We apply Bonferroni correction and compute Cliff's delta effect sizes to ensure results are robust.

In [None]:
# =============================================================================
# ROBUSTNESS ANALYSIS: MULTIPLE COMPARISONS & EFFECT SIZES
# =============================================================================
"""
Statistical robustness checks:
1. Bonferroni correction for multiple comparisons
2. Benjamini-Hochberg FDR correction
3. Cliff's delta effect sizes
4. Power analysis assessment
5. Bootstrap confidence intervals for persistence premium
"""

from scipy.stats import mannwhitneyu
from statsmodels.stats.multitest import multipletests
import warnings
warnings.filterwarnings('ignore')

def cliffs_delta(x, y):
    """
    Compute Cliff's delta effect size.
    
    Interpretation:
    |d| < 0.147: Negligible
    0.147 <= |d| < 0.33: Small
    0.33 <= |d| < 0.474: Medium
    |d| >= 0.474: Large
    """
    n_x, n_y = len(x), len(y)
    more = sum(1 for xi in x for yi in y if xi > yi)
    less = sum(1 for xi in x for yi in y if xi < yi)
    return (more - less) / (n_x * n_y)


def effect_size_interpretation(d):
    """Interpret Cliff's delta magnitude."""
    d_abs = abs(d)
    if d_abs < 0.147:
        return "Negligible"
    elif d_abs < 0.33:
        return "Small"
    elif d_abs < 0.474:
        return "Medium"
    else:
        return "Large"


def bootstrap_ci(ai_data, human_data, n_bootstrap=1000, ci=95):
    """
    Bootstrap confidence interval for persistence premium.
    """
    premiums = []
    for _ in range(n_bootstrap):
        ai_sample = np.random.choice(ai_data, size=len(ai_data), replace=True)
        human_sample = np.random.choice(human_data, size=len(human_data), replace=True)
        
        ai_med = np.median(ai_sample)
        human_med = np.median(human_sample)
        
        if human_med > 0:
            premium = (ai_med - human_med) / human_med * 100
            premiums.append(premium)
    
    lower = np.percentile(premiums, (100 - ci) / 2)
    upper = np.percentile(premiums, 100 - (100 - ci) / 2)
    return lower, upper


def compute_robustness_stats(df, min_n_ai=20, min_n_human=50):
    """
    Comprehensive robustness analysis for field heterogeneity results.
    """
    results = []
    
    for field in df['broad_field'].unique():
        field_df = df[df['broad_field'] == field]
        
        ai = field_df[field_df['is_ai'] == 1]['GIGO_Years'].dropna()
        human = field_df[field_df['is_ai'] == 0]['GIGO_Years'].dropna()
        
        if len(ai) < min_n_ai or len(human) < min_n_human:
            continue
        
        # Basic statistics
        ai_median = ai.median()
        human_median = human.median()
        persistence_premium = (ai_median - human_median) / human_median * 100
        
        # Mann-Whitney U test
        u_stat, p_value = mannwhitneyu(ai, human, alternative='two-sided')

Problem to solve -
From the robustness analysis excerpt, answer:
1. What range of the absolute Cliff's delta value is labeled "Medium"?
2. What is the default number of bootstrap resamples in the bootstrap confidence interval function?
3. What default minimum sample sizes for AI and human data must a field meet to be included in the robustness statistics?
Rely only on the robustness analysis excerpt above.

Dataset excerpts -

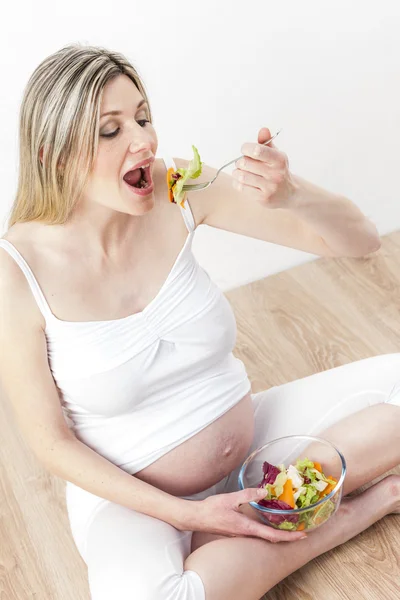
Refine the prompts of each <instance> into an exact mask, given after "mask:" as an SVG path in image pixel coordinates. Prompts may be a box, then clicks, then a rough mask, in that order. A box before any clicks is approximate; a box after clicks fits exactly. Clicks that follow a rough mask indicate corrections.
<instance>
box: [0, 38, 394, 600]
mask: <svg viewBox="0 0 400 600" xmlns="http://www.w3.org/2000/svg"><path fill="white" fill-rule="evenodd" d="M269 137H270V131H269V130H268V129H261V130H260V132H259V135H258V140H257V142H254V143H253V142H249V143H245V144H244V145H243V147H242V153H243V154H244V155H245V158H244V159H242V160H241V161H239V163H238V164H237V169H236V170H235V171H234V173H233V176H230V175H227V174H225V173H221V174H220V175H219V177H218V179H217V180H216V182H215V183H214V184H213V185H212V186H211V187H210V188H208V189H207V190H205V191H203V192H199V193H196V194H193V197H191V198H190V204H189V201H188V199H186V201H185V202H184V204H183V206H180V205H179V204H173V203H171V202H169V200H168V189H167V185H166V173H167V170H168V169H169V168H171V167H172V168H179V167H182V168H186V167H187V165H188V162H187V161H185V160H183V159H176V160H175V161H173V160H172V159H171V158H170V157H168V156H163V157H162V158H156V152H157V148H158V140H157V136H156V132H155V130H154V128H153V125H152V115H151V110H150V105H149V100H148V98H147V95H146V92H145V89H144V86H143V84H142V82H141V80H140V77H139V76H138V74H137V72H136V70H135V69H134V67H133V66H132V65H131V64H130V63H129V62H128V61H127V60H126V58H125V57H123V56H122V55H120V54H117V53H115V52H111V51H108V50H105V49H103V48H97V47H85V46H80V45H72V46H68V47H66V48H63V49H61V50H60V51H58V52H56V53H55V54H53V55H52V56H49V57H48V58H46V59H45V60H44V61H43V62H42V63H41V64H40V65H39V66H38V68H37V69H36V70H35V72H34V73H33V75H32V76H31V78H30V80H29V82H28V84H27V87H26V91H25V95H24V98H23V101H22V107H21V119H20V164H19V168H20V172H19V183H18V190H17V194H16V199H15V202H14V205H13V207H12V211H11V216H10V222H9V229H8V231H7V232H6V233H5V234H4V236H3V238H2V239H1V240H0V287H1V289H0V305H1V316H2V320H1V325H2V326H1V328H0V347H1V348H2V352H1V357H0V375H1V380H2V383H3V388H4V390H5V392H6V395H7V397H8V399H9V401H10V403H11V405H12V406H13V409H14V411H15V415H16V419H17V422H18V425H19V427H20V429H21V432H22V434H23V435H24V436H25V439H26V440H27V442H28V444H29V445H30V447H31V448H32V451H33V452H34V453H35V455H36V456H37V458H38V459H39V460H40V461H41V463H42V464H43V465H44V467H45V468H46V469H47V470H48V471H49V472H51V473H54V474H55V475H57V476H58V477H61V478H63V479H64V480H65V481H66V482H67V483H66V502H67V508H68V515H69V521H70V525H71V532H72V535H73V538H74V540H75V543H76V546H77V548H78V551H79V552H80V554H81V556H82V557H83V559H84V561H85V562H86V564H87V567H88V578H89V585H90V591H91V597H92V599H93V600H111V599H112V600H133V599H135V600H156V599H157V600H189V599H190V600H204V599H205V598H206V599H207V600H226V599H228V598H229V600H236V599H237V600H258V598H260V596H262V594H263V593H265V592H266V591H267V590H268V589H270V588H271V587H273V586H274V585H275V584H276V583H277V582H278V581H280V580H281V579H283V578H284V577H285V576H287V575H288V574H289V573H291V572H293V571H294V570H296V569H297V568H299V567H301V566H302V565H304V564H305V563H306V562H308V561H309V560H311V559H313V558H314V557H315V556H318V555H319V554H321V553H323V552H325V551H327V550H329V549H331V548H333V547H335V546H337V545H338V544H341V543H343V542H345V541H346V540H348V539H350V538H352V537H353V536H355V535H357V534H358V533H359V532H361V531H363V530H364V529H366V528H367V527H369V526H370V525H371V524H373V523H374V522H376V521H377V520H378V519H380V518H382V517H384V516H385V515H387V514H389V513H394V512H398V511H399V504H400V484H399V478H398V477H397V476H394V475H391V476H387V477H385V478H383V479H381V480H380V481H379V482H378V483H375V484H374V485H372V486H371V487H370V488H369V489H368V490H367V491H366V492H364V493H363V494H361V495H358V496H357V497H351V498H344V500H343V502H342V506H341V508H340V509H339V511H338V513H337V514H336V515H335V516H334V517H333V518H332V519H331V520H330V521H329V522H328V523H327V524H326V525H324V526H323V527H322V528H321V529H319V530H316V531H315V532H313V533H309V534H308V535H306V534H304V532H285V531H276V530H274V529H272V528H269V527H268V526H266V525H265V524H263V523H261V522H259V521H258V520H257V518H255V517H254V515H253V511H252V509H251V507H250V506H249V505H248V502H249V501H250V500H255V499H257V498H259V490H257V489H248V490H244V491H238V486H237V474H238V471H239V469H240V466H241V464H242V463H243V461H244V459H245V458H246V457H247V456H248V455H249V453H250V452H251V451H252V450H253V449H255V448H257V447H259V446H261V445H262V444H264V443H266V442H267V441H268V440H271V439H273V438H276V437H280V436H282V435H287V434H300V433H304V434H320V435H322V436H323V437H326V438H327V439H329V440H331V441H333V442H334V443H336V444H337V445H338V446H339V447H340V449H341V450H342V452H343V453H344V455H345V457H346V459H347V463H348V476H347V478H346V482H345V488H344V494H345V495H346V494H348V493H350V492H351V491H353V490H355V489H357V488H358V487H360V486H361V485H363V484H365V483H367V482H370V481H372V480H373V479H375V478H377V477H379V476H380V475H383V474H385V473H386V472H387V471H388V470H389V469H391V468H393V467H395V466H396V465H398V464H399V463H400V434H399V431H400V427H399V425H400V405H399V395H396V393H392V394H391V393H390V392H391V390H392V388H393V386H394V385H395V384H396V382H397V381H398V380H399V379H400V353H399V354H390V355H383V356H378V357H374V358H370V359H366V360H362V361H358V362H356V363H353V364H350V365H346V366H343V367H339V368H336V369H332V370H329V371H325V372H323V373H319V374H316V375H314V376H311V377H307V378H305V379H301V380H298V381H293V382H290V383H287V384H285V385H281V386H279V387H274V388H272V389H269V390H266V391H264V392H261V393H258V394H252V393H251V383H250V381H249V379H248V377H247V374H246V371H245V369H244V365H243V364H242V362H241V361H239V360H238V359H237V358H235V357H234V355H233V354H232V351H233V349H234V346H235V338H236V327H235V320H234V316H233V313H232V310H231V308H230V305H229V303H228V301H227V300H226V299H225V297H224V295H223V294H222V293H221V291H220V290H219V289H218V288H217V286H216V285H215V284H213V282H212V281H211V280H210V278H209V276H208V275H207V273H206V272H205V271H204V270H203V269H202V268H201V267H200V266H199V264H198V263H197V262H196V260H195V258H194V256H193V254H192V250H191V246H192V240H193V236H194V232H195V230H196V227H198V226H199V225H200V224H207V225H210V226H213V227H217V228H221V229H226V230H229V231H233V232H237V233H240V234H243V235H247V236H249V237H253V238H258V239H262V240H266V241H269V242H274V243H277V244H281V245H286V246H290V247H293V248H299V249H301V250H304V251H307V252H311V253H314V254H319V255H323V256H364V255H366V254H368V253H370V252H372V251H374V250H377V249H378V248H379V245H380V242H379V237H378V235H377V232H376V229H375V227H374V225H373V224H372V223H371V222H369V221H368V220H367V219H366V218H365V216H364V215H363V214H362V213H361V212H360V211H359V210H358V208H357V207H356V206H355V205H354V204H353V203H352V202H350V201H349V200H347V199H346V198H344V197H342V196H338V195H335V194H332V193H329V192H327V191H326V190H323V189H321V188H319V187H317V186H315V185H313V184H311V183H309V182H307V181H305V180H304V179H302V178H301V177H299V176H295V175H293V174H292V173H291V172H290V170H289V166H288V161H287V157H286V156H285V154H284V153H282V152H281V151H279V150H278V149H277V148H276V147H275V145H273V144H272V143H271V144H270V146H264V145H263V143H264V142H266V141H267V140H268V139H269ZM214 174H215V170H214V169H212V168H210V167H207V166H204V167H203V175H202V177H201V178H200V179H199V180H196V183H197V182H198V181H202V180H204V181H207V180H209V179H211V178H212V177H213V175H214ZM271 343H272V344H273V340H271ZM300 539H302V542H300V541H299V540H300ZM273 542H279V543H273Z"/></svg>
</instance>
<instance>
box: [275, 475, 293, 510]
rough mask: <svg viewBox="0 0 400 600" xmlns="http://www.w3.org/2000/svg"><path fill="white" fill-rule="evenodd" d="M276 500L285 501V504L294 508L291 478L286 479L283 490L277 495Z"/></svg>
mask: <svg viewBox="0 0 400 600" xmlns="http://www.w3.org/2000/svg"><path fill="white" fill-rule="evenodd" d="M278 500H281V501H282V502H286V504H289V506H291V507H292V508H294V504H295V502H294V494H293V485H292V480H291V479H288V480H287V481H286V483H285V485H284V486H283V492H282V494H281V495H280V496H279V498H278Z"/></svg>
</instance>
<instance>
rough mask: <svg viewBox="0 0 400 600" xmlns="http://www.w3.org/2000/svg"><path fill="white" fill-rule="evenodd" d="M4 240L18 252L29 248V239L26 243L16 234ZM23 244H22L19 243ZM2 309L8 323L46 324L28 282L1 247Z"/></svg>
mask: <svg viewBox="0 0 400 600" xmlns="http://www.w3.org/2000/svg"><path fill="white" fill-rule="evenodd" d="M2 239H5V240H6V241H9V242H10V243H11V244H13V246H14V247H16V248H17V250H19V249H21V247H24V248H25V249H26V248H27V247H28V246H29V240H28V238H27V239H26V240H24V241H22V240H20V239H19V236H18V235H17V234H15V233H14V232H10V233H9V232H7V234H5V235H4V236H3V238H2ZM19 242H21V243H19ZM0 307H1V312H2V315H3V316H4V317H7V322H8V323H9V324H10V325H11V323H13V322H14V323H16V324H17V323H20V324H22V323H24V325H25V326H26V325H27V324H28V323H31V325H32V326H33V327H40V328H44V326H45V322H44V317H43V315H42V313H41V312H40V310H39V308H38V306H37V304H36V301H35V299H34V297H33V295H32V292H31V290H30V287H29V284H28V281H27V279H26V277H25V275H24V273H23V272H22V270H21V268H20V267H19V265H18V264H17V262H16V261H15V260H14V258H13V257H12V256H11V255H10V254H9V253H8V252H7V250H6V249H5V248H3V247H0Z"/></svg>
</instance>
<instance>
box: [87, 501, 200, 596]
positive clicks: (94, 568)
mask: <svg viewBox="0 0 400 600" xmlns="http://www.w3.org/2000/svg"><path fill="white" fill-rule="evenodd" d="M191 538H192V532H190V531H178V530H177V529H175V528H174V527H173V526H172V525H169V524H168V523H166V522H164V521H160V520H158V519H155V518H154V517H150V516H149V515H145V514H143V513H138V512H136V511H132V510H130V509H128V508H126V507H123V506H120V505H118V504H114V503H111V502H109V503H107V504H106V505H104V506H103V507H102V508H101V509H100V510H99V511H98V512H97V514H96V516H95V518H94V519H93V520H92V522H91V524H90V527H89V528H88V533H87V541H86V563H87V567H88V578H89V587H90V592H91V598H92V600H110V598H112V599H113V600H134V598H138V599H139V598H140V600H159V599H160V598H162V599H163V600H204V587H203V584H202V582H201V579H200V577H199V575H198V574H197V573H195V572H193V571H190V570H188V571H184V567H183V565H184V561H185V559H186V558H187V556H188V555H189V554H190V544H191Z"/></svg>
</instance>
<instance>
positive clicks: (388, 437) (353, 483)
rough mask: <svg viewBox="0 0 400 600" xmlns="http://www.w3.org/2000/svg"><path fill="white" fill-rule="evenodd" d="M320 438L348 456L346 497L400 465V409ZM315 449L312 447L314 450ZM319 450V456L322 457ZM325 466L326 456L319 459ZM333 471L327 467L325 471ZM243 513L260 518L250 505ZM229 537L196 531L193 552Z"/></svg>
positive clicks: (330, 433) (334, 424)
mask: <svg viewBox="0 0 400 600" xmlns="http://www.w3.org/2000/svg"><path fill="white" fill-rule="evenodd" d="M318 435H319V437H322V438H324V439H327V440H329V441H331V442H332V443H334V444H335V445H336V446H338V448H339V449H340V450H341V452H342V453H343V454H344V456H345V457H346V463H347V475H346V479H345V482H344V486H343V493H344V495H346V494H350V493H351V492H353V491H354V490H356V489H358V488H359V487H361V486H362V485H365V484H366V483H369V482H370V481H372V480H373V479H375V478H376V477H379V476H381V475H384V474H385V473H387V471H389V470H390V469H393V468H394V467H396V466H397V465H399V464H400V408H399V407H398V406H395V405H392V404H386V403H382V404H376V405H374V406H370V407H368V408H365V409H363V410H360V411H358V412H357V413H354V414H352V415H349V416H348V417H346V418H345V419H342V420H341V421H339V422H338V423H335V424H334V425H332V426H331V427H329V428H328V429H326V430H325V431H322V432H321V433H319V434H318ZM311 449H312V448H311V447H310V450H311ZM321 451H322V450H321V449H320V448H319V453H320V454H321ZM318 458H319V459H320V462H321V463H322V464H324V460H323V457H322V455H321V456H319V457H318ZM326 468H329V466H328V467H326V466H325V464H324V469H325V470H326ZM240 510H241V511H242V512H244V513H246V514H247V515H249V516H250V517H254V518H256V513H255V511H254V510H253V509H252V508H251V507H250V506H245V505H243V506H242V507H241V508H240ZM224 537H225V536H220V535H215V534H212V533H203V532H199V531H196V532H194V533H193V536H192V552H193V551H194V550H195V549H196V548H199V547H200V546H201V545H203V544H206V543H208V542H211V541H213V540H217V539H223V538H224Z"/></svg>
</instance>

---

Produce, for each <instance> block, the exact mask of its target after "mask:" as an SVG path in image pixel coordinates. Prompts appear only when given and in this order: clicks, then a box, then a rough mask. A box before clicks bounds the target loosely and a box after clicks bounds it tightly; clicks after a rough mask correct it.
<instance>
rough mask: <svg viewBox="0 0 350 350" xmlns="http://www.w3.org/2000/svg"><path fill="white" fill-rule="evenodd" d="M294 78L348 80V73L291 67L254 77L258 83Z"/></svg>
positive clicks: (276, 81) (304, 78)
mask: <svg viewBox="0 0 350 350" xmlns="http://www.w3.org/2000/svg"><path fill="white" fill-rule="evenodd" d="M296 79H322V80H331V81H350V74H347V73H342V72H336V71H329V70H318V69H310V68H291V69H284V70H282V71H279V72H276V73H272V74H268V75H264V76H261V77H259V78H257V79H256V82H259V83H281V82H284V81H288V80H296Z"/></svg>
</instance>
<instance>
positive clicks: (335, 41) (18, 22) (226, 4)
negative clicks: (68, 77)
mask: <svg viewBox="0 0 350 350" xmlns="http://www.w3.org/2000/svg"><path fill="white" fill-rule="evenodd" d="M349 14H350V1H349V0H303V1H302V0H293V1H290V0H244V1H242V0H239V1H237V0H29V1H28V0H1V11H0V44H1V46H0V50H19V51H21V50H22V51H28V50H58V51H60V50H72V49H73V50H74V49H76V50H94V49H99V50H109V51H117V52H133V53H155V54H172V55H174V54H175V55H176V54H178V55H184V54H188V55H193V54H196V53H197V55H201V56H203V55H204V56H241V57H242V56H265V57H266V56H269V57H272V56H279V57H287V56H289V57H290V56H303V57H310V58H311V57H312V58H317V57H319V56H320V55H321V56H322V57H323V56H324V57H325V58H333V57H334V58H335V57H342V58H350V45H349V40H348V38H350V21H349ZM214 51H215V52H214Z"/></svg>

Answer space -
1. From 0.33 up to but not including 0.474 (0.33 <= |d| < 0.474).
2. 1000.
3. At least 20 for AI and at least 50 for human.